TASK DATA start

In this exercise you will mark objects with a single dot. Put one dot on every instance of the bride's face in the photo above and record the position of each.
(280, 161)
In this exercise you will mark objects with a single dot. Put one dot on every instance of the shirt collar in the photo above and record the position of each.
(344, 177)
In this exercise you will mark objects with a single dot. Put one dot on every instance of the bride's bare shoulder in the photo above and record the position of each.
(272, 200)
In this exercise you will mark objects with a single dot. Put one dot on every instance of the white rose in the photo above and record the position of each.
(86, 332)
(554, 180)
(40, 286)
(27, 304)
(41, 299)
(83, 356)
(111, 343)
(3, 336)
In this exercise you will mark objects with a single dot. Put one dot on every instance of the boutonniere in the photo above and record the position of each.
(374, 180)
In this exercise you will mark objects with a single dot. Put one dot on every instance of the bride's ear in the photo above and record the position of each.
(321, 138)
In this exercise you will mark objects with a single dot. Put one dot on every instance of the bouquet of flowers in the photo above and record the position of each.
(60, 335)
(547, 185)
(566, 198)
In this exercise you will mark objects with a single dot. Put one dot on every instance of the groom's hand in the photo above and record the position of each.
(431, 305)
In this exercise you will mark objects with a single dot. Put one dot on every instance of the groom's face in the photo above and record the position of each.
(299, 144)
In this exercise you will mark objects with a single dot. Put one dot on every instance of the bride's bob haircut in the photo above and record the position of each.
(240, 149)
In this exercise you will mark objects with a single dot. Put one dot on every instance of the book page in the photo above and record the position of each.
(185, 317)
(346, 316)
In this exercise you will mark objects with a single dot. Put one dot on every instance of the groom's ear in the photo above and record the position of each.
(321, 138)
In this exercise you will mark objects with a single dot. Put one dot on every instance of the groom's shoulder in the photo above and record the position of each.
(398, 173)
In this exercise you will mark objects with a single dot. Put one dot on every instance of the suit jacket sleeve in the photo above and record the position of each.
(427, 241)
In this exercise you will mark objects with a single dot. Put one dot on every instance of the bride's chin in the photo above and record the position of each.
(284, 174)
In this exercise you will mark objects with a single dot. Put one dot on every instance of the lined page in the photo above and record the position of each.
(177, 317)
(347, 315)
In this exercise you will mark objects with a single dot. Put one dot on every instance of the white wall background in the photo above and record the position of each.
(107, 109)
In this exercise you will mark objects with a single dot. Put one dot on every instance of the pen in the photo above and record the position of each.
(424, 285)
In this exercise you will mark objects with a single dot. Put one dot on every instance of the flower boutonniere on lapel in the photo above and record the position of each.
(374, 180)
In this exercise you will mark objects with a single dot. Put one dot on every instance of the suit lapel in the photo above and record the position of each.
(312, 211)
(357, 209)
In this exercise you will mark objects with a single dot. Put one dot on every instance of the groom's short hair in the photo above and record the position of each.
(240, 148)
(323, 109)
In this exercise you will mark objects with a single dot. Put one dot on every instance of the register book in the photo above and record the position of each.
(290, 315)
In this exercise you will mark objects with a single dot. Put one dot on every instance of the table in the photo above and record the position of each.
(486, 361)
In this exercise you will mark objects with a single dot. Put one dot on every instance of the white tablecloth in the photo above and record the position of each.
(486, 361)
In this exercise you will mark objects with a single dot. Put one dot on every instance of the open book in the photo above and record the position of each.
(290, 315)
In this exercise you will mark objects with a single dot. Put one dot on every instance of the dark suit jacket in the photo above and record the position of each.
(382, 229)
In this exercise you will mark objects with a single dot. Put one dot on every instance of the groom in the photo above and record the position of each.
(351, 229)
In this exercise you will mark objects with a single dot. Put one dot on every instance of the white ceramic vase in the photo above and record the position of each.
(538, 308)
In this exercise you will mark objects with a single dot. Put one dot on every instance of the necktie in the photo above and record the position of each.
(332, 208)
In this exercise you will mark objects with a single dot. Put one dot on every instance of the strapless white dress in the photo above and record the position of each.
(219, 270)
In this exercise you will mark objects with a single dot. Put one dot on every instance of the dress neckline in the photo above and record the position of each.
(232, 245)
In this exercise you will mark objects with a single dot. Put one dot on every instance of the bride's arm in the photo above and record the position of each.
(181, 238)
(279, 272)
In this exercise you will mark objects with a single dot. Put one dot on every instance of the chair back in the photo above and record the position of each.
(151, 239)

TASK DATA end
TASK DATA start

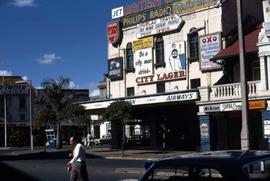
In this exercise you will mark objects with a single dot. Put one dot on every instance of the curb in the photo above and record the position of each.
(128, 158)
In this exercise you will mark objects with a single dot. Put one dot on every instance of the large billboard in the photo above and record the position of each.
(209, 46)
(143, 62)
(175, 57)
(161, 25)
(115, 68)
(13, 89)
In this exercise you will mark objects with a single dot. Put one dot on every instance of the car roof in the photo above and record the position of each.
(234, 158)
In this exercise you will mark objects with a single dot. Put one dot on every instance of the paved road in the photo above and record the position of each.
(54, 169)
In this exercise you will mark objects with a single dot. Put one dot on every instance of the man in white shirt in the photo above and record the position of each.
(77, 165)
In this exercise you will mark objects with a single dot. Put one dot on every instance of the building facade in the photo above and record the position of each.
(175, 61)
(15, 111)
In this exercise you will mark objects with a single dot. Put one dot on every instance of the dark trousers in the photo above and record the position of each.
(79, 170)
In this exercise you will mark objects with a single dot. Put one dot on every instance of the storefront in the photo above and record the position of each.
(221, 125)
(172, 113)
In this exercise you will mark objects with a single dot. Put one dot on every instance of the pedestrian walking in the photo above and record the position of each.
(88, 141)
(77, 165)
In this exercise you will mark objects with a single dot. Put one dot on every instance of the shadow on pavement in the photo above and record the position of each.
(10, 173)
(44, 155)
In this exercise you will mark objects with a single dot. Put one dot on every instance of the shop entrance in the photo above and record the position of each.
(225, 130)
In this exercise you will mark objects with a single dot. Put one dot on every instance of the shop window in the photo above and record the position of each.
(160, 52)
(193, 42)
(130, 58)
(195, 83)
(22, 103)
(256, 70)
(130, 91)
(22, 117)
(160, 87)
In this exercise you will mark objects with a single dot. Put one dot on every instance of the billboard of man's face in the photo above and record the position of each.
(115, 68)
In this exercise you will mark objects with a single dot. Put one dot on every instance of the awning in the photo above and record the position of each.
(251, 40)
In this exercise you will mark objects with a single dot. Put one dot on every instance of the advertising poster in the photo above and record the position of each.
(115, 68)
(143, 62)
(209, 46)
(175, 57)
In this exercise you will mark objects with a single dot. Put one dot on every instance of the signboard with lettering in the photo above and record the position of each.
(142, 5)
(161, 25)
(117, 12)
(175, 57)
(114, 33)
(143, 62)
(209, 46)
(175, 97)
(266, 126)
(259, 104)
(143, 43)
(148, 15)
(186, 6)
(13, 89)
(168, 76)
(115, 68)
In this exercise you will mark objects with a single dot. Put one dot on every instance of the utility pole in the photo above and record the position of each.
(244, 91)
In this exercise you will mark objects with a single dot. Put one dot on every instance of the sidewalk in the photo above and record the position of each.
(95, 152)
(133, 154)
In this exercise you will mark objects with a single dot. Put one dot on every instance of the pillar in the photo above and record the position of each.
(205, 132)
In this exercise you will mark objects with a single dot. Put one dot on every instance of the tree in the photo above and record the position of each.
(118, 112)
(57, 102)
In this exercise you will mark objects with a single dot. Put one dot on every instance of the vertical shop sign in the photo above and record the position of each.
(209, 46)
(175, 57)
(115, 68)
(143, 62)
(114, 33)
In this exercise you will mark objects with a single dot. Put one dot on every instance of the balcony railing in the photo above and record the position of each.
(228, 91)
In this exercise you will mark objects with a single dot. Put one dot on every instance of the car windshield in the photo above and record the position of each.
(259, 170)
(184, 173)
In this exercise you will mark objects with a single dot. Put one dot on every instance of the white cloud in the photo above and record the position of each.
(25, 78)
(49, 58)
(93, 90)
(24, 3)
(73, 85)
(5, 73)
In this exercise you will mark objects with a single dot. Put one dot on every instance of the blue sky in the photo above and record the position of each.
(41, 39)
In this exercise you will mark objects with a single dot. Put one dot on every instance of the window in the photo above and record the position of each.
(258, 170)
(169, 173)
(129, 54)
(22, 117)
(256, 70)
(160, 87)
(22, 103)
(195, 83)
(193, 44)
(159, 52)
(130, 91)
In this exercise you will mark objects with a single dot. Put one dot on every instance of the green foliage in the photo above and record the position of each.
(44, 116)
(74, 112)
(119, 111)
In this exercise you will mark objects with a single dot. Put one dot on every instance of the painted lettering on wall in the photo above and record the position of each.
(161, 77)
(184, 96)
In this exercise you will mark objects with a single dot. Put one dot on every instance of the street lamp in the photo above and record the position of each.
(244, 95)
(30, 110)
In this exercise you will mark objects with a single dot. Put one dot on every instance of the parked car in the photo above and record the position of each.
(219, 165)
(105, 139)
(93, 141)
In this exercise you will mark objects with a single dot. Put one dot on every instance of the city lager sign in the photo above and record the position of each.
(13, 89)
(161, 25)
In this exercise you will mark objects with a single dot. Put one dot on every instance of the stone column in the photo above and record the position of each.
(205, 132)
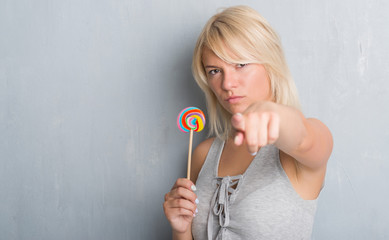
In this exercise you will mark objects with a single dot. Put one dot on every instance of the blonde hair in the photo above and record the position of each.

TASK DATA end

Report each line in the items above that contains the word "shirt", and copy every such line in full.

ANSWER BELOW
In this exercise you will mark objects with a single dot. Put one dot on every instance of the shirt collar in the photo above and record the position of each.
In this exercise you will mark objects with a single dot. Put one dot on every instance of the man in white shirt in the photo above and record the position of each.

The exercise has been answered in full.